[Start Data]

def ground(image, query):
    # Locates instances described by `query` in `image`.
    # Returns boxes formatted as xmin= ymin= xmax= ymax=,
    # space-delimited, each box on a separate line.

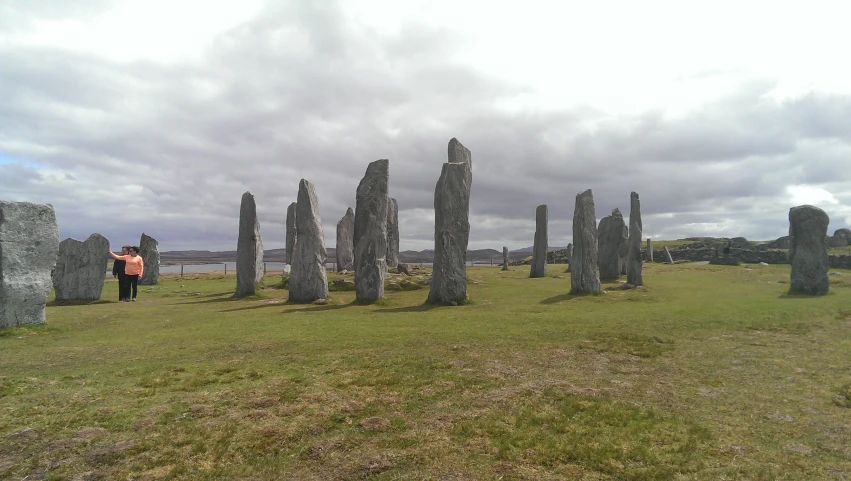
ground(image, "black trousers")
xmin=118 ymin=272 xmax=127 ymax=301
xmin=124 ymin=274 xmax=139 ymax=299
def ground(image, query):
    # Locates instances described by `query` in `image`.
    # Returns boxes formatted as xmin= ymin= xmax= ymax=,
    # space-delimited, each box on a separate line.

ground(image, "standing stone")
xmin=52 ymin=234 xmax=109 ymax=301
xmin=570 ymin=189 xmax=600 ymax=294
xmin=234 ymin=192 xmax=263 ymax=297
xmin=789 ymin=205 xmax=830 ymax=296
xmin=529 ymin=205 xmax=547 ymax=277
xmin=387 ymin=199 xmax=399 ymax=267
xmin=0 ymin=200 xmax=59 ymax=327
xmin=139 ymin=232 xmax=160 ymax=286
xmin=286 ymin=202 xmax=297 ymax=265
xmin=564 ymin=242 xmax=573 ymax=272
xmin=502 ymin=246 xmax=508 ymax=271
xmin=289 ymin=179 xmax=328 ymax=302
xmin=355 ymin=159 xmax=398 ymax=302
xmin=336 ymin=207 xmax=355 ymax=272
xmin=626 ymin=192 xmax=653 ymax=286
xmin=428 ymin=138 xmax=473 ymax=304
xmin=597 ymin=209 xmax=626 ymax=281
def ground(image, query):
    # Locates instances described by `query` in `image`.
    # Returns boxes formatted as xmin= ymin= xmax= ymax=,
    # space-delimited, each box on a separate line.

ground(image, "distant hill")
xmin=160 ymin=247 xmax=527 ymax=264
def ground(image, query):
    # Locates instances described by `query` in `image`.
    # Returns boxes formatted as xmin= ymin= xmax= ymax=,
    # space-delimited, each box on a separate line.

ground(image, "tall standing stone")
xmin=570 ymin=189 xmax=600 ymax=294
xmin=789 ymin=205 xmax=830 ymax=296
xmin=428 ymin=138 xmax=473 ymax=304
xmin=564 ymin=242 xmax=573 ymax=272
xmin=336 ymin=207 xmax=355 ymax=272
xmin=286 ymin=202 xmax=297 ymax=265
xmin=234 ymin=192 xmax=263 ymax=297
xmin=52 ymin=234 xmax=109 ymax=301
xmin=597 ymin=209 xmax=626 ymax=281
xmin=626 ymin=192 xmax=653 ymax=286
xmin=139 ymin=232 xmax=160 ymax=286
xmin=0 ymin=200 xmax=59 ymax=327
xmin=355 ymin=159 xmax=390 ymax=302
xmin=387 ymin=198 xmax=399 ymax=267
xmin=289 ymin=179 xmax=328 ymax=302
xmin=529 ymin=204 xmax=547 ymax=277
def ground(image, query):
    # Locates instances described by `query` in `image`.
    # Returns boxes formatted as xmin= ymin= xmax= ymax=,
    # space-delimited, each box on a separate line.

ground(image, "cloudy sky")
xmin=0 ymin=0 xmax=851 ymax=250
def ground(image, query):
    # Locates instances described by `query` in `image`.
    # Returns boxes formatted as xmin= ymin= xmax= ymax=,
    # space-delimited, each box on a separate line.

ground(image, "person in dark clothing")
xmin=112 ymin=246 xmax=130 ymax=302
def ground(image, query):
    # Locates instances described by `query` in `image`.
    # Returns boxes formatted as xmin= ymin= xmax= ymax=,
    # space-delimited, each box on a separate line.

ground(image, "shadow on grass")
xmin=375 ymin=302 xmax=442 ymax=314
xmin=540 ymin=293 xmax=591 ymax=304
xmin=45 ymin=299 xmax=113 ymax=307
xmin=777 ymin=291 xmax=835 ymax=299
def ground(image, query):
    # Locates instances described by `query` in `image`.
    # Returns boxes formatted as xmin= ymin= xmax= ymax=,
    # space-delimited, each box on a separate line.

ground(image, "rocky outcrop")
xmin=52 ymin=234 xmax=109 ymax=301
xmin=355 ymin=159 xmax=390 ymax=303
xmin=233 ymin=192 xmax=263 ymax=297
xmin=335 ymin=207 xmax=355 ymax=272
xmin=428 ymin=138 xmax=473 ymax=304
xmin=570 ymin=189 xmax=600 ymax=294
xmin=0 ymin=201 xmax=59 ymax=327
xmin=789 ymin=205 xmax=830 ymax=296
xmin=288 ymin=179 xmax=328 ymax=302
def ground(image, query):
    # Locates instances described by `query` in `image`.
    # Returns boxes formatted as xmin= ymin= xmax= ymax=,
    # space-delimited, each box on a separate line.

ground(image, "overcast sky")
xmin=0 ymin=0 xmax=851 ymax=251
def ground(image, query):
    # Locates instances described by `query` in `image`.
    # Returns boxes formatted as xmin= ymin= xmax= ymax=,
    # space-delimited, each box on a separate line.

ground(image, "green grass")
xmin=0 ymin=264 xmax=851 ymax=480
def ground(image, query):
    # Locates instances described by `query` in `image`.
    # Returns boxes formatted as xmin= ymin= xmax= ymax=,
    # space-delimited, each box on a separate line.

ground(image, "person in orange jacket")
xmin=109 ymin=246 xmax=145 ymax=302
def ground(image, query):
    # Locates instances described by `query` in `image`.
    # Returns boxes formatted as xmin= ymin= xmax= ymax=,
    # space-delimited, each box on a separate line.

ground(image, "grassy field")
xmin=0 ymin=264 xmax=851 ymax=480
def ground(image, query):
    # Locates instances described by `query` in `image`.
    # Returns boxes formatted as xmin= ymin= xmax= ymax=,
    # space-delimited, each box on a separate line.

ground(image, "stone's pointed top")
xmin=448 ymin=137 xmax=473 ymax=170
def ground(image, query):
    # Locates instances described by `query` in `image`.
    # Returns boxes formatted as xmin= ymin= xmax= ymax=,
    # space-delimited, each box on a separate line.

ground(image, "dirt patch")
xmin=361 ymin=416 xmax=390 ymax=431
xmin=86 ymin=441 xmax=136 ymax=465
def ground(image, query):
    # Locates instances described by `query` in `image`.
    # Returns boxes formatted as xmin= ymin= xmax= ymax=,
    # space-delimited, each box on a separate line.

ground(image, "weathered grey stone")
xmin=396 ymin=262 xmax=411 ymax=276
xmin=139 ymin=232 xmax=160 ymax=286
xmin=618 ymin=224 xmax=640 ymax=275
xmin=428 ymin=138 xmax=473 ymax=305
xmin=0 ymin=201 xmax=59 ymax=327
xmin=529 ymin=204 xmax=547 ymax=277
xmin=336 ymin=207 xmax=355 ymax=272
xmin=355 ymin=159 xmax=390 ymax=302
xmin=597 ymin=209 xmax=626 ymax=281
xmin=52 ymin=234 xmax=109 ymax=301
xmin=626 ymin=192 xmax=653 ymax=286
xmin=789 ymin=205 xmax=830 ymax=296
xmin=570 ymin=189 xmax=600 ymax=294
xmin=285 ymin=202 xmax=297 ymax=265
xmin=665 ymin=246 xmax=674 ymax=264
xmin=387 ymin=198 xmax=399 ymax=267
xmin=768 ymin=235 xmax=792 ymax=249
xmin=564 ymin=242 xmax=573 ymax=272
xmin=234 ymin=192 xmax=263 ymax=297
xmin=289 ymin=179 xmax=328 ymax=302
xmin=827 ymin=229 xmax=851 ymax=247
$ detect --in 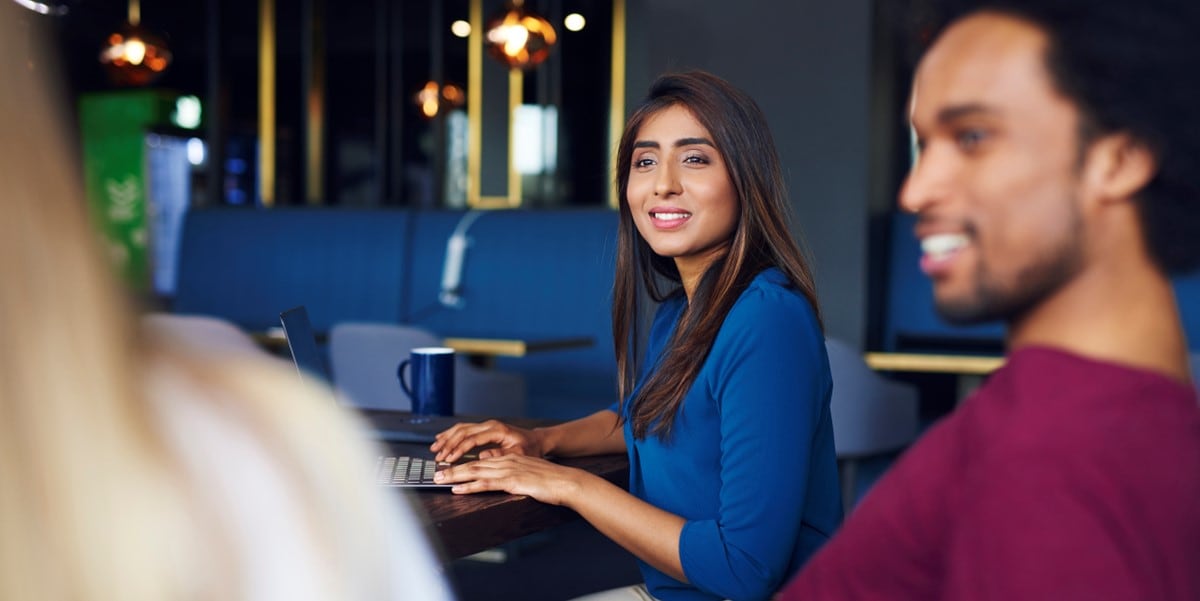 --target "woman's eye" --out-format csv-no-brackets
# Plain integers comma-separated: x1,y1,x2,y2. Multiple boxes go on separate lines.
954,130,988,151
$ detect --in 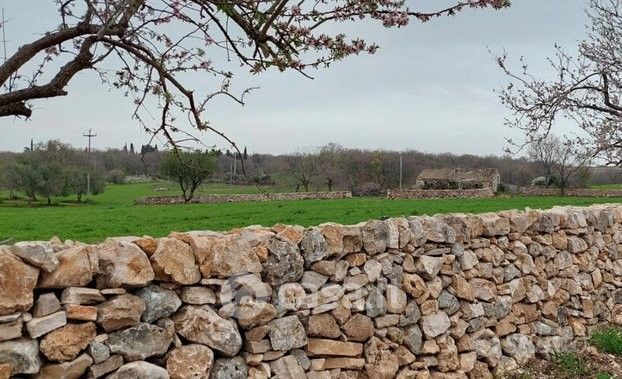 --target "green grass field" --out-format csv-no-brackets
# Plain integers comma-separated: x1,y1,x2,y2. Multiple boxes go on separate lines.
0,182,622,242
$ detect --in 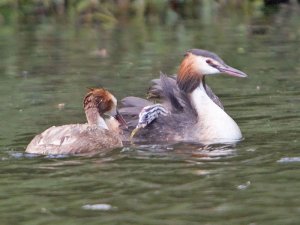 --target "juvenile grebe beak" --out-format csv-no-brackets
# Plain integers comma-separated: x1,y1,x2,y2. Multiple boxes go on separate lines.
113,110,128,128
215,64,247,77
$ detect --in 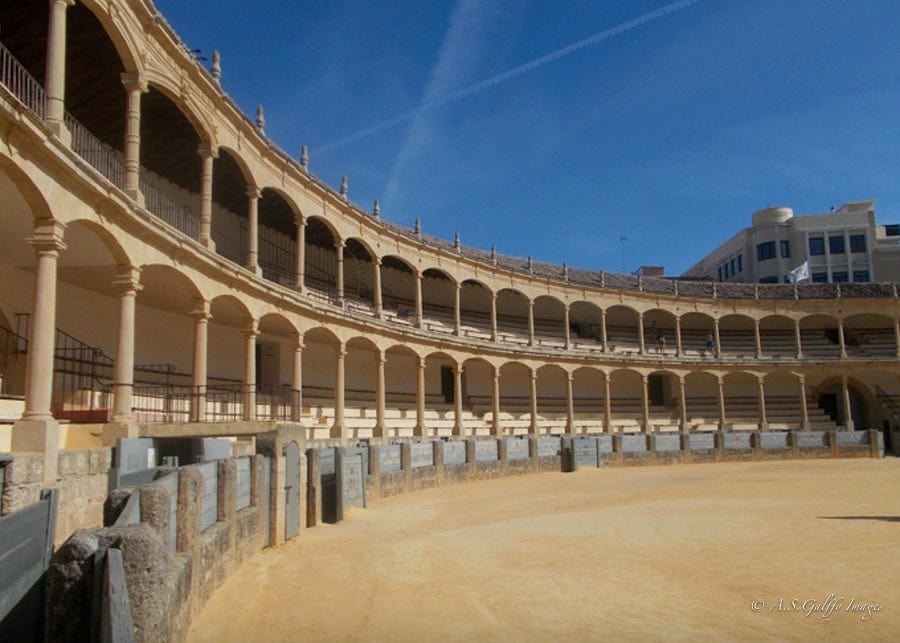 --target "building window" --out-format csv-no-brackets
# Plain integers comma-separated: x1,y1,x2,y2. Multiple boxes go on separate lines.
756,241,775,261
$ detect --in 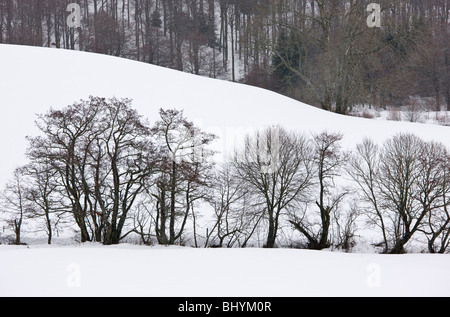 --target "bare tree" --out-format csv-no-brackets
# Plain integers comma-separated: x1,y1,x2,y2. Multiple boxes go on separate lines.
350,134,448,254
290,132,348,250
151,109,216,245
205,163,264,248
235,127,312,248
1,168,29,245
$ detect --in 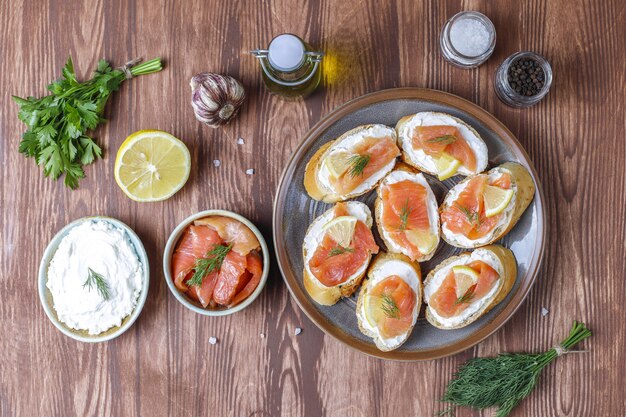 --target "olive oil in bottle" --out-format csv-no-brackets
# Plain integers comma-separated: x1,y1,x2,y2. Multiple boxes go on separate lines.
250,33,324,99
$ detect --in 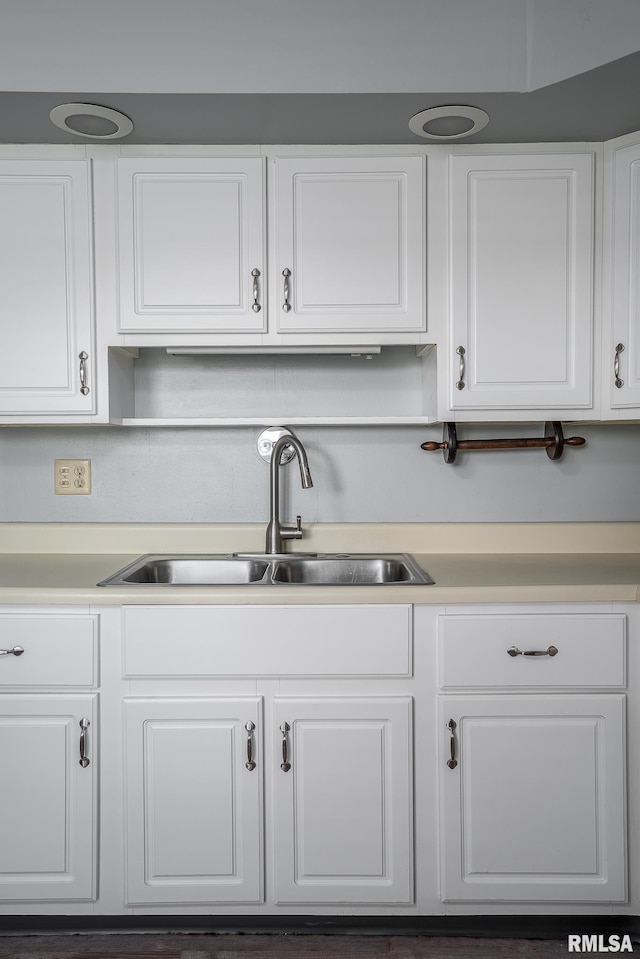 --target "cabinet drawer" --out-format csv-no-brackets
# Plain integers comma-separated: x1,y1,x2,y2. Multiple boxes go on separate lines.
0,613,98,687
438,613,626,687
123,606,412,677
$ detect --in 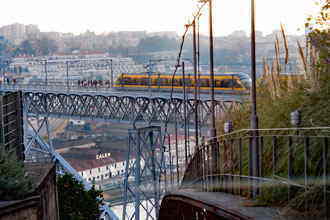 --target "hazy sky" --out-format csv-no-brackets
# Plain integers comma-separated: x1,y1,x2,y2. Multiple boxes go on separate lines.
0,0,316,36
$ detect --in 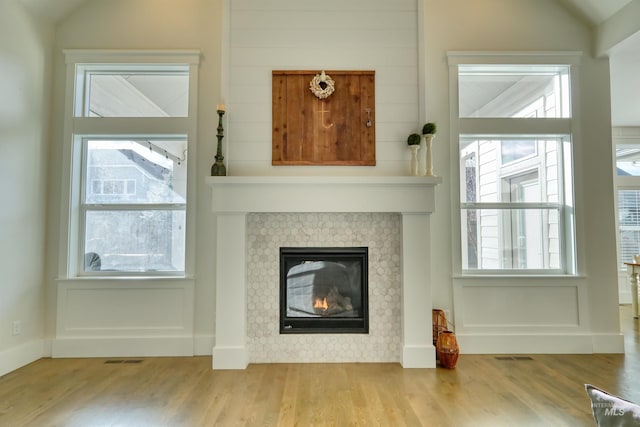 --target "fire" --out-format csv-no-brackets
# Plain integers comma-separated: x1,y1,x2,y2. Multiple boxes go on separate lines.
313,298,329,311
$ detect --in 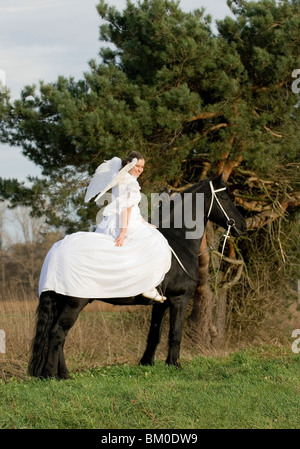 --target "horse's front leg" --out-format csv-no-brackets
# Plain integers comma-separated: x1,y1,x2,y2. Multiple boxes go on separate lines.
166,296,189,369
42,298,89,379
140,301,169,365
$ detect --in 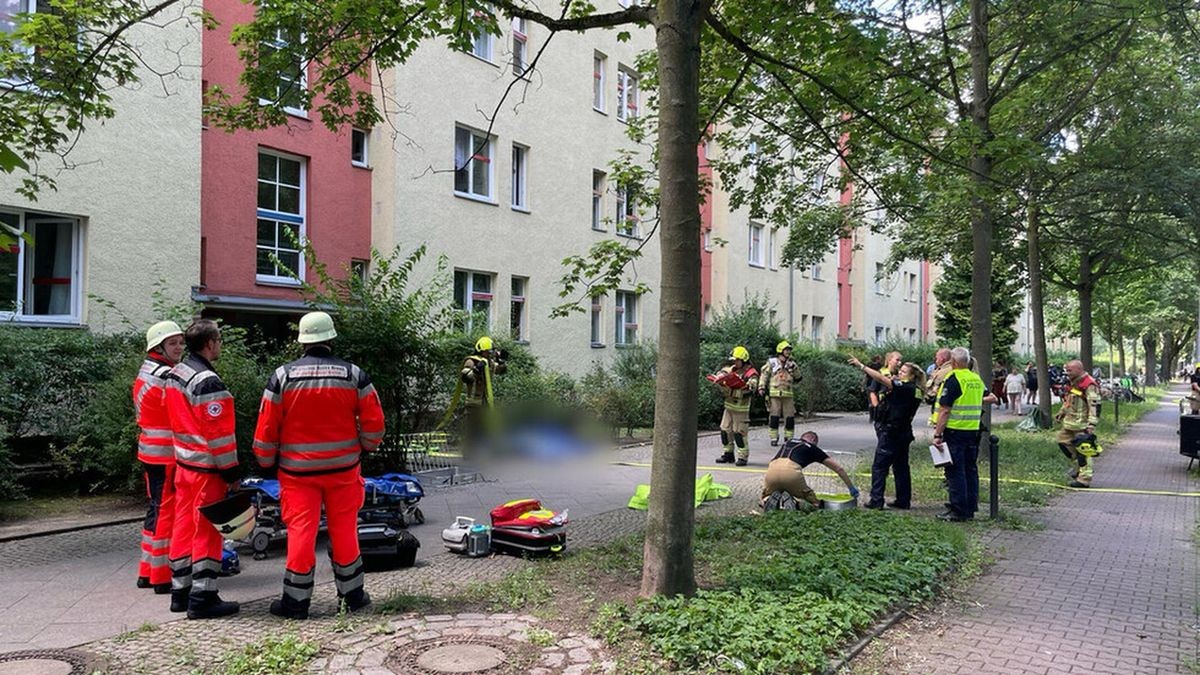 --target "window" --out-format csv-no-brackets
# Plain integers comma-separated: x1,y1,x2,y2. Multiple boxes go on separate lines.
512,143,529,211
454,126,492,202
748,222,763,267
592,171,605,232
617,187,641,238
350,129,367,167
254,151,306,286
509,276,529,342
592,52,608,113
259,28,308,117
592,295,604,347
617,66,637,120
613,291,637,345
512,17,529,77
0,211,83,323
454,269,492,330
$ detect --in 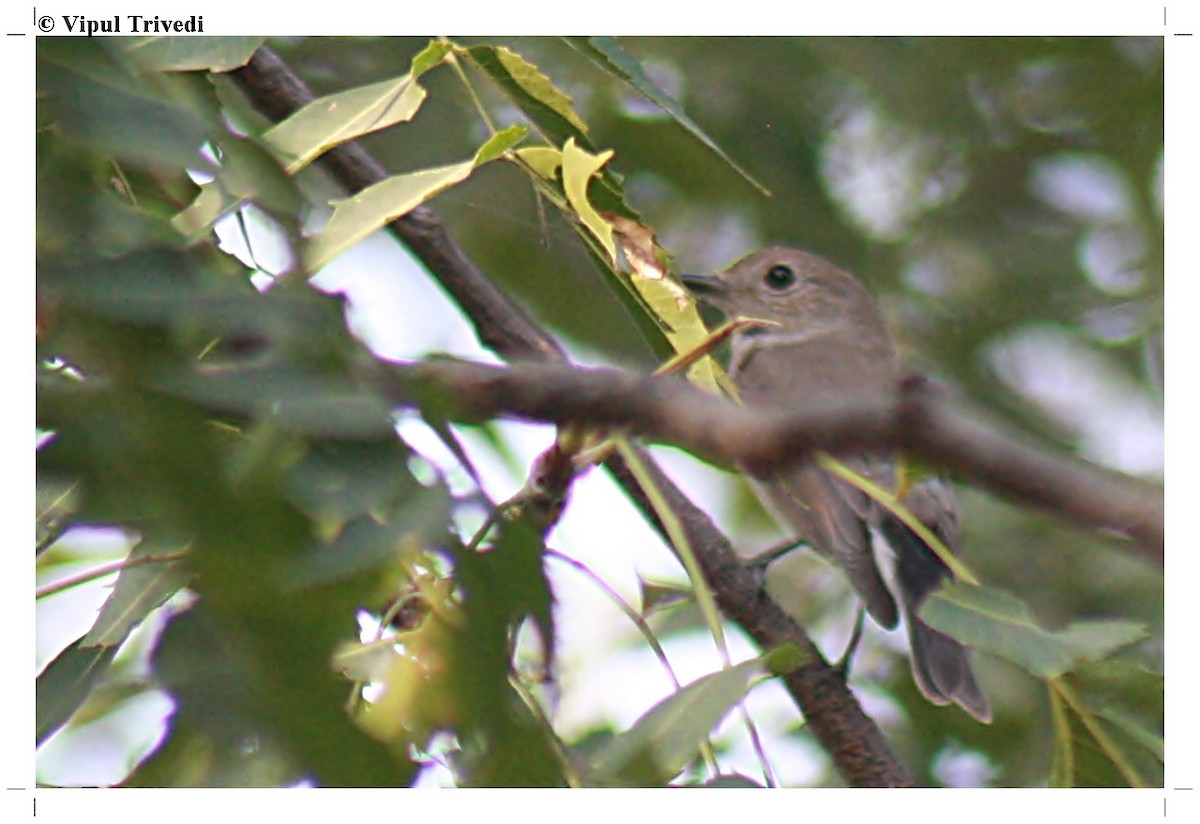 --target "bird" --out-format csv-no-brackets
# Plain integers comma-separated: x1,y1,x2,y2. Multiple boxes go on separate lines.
680,246,991,723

[End Data]

Reproduce the material line for line, starting from its first line and ending with the line that contains "xmin=160 ymin=247 xmax=527 ymax=264", and include that line. Leave the pictures out.

Answer for the task:
def ground(image, query):
    # Locates instances described by `query` in `image`.
    # Returns boxes formatted as xmin= ymin= xmax= ymax=,
    # space-delimited, each box on a separate line.

ground(image, "black trousers")
xmin=118 ymin=272 xmax=127 ymax=301
xmin=124 ymin=274 xmax=139 ymax=299
def ground(image, query):
    # Locates instances described by `query` in `image`.
    # Returns boxes formatted as xmin= ymin= xmax= ymax=,
    # space-delimited, each box on a separate line.

ground(image, "standing stone")
xmin=52 ymin=234 xmax=109 ymax=301
xmin=570 ymin=189 xmax=600 ymax=294
xmin=234 ymin=192 xmax=263 ymax=297
xmin=789 ymin=205 xmax=830 ymax=296
xmin=529 ymin=205 xmax=547 ymax=277
xmin=387 ymin=199 xmax=399 ymax=267
xmin=0 ymin=200 xmax=59 ymax=327
xmin=139 ymin=232 xmax=160 ymax=286
xmin=286 ymin=202 xmax=297 ymax=265
xmin=564 ymin=242 xmax=573 ymax=272
xmin=502 ymin=246 xmax=508 ymax=271
xmin=289 ymin=179 xmax=328 ymax=302
xmin=355 ymin=159 xmax=398 ymax=302
xmin=336 ymin=207 xmax=355 ymax=272
xmin=626 ymin=192 xmax=653 ymax=286
xmin=428 ymin=138 xmax=473 ymax=304
xmin=597 ymin=209 xmax=626 ymax=281
def ground(image, query):
    # Locates instances described by `query` in `image`.
    # Returns boxes formatted as xmin= ymin= xmax= ymax=,
    # space-delimited, each box on a separate line.

ground(image, "distant hill")
xmin=160 ymin=247 xmax=527 ymax=264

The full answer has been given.